** Start Recorded information **
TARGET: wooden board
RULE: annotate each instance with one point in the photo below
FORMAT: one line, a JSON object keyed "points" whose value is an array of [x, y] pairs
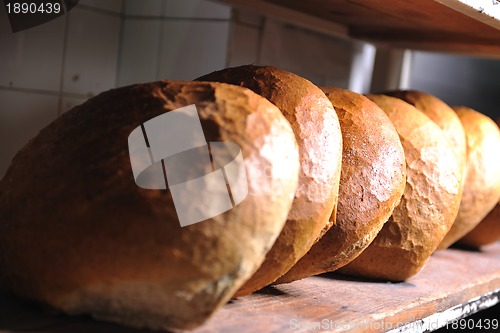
{"points": [[454, 283], [437, 25]]}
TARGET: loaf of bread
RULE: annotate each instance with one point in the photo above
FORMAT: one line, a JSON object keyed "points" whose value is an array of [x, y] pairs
{"points": [[429, 204], [78, 234], [372, 182], [482, 183], [318, 135], [488, 230], [444, 116]]}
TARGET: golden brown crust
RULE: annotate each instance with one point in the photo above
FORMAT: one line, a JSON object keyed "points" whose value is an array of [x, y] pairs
{"points": [[317, 131], [372, 181], [429, 203], [482, 183], [77, 233], [440, 113], [444, 116]]}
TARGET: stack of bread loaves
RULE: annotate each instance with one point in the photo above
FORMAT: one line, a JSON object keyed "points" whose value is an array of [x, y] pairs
{"points": [[331, 180]]}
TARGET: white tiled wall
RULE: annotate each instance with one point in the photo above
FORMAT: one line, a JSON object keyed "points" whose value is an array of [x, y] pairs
{"points": [[101, 44], [323, 59], [172, 39], [50, 68]]}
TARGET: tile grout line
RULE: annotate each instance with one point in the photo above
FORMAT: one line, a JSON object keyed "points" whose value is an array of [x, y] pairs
{"points": [[63, 65], [159, 50], [43, 92]]}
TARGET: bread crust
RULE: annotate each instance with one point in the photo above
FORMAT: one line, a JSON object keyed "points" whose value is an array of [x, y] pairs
{"points": [[444, 116], [318, 135], [482, 183], [76, 232], [372, 182], [429, 203]]}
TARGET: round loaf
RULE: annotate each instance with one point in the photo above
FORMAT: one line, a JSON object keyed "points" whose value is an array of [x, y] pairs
{"points": [[482, 182], [78, 234], [372, 182], [429, 203], [444, 116], [440, 113], [317, 131]]}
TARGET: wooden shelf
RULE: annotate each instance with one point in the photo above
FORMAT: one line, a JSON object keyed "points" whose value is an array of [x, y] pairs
{"points": [[455, 283], [459, 26]]}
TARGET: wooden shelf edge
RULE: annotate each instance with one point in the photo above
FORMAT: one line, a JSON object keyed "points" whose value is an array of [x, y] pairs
{"points": [[486, 12], [455, 283], [459, 27], [446, 317]]}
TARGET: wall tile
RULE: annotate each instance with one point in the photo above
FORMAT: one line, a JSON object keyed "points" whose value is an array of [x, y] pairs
{"points": [[190, 49], [67, 103], [139, 51], [196, 8], [110, 5], [92, 52], [23, 116], [244, 45], [319, 57], [146, 7], [31, 58], [248, 17]]}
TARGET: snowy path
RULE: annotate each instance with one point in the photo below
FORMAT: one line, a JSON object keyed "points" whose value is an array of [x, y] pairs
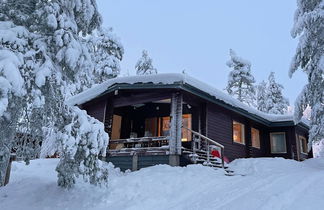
** End Recorded information **
- _Description of the task_
Copy everything from the line containing "TARGET: snowy path" down to the final line above, character for character, and leave the picture out of your output.

- _Output for this task_
TARGET: snowy path
RULE: annotate each instance with one point in the photo below
FORMAT: one line, a JSON object keyed "points" whose value is an array of [x, y] pairs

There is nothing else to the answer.